[Try it] Every line of the material below that holds the string "grinder" should be copied.

[Supplied records]
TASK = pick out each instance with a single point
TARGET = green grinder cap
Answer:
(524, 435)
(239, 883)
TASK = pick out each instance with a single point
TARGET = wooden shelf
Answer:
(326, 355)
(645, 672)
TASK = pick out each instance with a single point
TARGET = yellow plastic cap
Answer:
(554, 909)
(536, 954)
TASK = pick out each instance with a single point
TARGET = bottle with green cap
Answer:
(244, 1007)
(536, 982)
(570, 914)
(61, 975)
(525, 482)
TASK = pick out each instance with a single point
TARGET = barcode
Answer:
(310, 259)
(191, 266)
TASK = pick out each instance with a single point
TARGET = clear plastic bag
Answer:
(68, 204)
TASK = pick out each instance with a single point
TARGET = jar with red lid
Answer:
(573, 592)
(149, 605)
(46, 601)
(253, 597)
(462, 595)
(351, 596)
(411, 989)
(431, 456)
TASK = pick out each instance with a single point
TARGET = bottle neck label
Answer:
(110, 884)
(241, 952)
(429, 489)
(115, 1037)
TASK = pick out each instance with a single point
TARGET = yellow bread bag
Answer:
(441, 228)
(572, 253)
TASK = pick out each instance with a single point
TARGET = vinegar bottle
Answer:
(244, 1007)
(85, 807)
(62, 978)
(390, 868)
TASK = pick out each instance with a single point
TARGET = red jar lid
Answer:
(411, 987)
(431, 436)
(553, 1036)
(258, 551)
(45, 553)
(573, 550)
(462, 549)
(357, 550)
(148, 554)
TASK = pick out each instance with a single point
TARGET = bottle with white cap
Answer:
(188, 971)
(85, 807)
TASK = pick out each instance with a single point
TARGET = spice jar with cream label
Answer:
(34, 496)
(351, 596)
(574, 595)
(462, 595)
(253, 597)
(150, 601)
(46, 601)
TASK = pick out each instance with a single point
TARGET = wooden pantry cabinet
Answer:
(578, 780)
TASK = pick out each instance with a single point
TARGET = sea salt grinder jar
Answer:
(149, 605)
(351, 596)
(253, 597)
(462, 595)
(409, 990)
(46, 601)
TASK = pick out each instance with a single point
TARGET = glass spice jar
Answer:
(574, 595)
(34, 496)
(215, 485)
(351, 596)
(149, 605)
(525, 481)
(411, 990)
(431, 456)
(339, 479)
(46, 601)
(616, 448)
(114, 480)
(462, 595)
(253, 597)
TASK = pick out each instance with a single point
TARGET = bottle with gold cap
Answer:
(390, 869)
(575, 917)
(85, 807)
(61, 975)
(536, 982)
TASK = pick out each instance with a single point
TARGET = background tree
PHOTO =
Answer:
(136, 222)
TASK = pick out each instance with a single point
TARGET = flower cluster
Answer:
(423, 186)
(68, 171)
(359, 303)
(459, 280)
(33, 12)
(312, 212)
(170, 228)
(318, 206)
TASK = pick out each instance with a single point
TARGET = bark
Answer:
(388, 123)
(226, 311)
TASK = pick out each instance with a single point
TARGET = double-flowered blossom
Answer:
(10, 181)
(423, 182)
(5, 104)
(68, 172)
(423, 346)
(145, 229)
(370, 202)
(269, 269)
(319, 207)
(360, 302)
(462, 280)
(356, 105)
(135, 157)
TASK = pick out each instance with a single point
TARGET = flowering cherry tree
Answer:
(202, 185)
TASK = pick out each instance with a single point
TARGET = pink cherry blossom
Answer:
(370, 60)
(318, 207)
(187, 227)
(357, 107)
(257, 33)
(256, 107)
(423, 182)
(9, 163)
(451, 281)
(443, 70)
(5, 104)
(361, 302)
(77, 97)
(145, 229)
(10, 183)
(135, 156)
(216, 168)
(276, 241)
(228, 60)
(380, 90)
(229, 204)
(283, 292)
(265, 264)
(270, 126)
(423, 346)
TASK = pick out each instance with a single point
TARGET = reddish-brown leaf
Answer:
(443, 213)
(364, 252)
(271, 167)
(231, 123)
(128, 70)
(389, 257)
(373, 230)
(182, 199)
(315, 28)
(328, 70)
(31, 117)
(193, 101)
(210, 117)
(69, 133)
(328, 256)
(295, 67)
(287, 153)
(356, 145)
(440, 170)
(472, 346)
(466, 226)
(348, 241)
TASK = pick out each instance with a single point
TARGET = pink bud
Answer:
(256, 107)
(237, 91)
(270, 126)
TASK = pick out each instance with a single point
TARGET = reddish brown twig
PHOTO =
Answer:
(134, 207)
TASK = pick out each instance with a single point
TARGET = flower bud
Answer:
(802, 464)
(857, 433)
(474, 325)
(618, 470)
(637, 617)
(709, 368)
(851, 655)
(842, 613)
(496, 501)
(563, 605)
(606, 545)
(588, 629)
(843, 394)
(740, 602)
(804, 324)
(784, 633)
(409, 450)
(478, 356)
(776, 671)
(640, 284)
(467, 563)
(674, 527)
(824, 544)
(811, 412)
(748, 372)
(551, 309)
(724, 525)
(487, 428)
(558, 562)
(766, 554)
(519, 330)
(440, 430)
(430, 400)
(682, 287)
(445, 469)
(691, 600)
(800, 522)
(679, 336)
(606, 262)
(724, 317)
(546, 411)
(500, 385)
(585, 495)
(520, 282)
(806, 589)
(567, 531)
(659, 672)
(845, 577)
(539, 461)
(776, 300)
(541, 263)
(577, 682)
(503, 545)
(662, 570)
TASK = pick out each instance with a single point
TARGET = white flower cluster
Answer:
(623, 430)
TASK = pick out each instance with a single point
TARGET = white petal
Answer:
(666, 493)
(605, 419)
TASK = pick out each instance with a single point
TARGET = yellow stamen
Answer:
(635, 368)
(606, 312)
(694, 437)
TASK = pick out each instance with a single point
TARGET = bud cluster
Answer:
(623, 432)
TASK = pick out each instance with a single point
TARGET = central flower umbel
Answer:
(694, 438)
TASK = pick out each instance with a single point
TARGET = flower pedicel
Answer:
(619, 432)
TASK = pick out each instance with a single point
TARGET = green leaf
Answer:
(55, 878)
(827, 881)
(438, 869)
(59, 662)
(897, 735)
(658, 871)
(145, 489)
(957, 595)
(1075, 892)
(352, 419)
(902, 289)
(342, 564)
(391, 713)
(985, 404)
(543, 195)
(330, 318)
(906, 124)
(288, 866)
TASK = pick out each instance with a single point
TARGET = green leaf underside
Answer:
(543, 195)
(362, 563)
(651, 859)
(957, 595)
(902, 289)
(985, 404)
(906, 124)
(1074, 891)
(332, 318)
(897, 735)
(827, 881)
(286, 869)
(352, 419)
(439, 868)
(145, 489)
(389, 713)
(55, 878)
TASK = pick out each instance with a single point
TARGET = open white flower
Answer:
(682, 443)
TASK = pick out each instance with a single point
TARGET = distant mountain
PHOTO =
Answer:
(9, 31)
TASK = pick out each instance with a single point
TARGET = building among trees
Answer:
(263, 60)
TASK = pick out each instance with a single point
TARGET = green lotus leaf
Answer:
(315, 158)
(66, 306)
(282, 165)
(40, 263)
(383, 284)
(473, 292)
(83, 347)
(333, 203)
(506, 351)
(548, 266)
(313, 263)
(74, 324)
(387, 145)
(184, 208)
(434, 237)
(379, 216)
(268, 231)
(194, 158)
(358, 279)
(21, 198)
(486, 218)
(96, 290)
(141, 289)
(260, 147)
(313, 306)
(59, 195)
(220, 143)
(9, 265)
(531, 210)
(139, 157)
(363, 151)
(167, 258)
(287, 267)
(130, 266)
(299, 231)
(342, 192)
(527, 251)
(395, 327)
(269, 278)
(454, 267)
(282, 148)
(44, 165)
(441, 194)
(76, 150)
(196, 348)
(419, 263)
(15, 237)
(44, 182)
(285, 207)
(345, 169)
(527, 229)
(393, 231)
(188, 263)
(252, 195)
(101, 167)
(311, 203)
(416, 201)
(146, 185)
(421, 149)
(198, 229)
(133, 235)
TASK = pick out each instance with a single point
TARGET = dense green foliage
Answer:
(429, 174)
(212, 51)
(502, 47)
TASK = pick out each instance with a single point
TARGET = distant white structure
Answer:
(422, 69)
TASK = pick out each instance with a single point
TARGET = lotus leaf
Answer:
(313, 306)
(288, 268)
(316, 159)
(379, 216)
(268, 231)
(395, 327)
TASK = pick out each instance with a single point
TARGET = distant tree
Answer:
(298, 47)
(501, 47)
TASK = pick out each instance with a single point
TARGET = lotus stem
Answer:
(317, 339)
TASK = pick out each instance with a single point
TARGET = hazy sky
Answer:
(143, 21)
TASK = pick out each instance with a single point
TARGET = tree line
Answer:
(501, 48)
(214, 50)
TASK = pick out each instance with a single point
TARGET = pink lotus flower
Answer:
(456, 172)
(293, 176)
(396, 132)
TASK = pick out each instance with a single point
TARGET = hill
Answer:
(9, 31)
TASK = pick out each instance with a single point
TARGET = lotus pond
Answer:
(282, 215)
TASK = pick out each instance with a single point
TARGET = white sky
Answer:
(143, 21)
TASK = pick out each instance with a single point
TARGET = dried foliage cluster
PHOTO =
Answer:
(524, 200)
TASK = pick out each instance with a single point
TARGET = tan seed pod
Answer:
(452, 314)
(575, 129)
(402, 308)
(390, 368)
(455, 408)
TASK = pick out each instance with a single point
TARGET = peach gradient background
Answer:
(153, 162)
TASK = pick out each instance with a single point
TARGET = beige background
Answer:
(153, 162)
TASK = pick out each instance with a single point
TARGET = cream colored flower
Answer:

[Worked solution]
TARGET = green grinder cap
TARGET = sea salt grinder jar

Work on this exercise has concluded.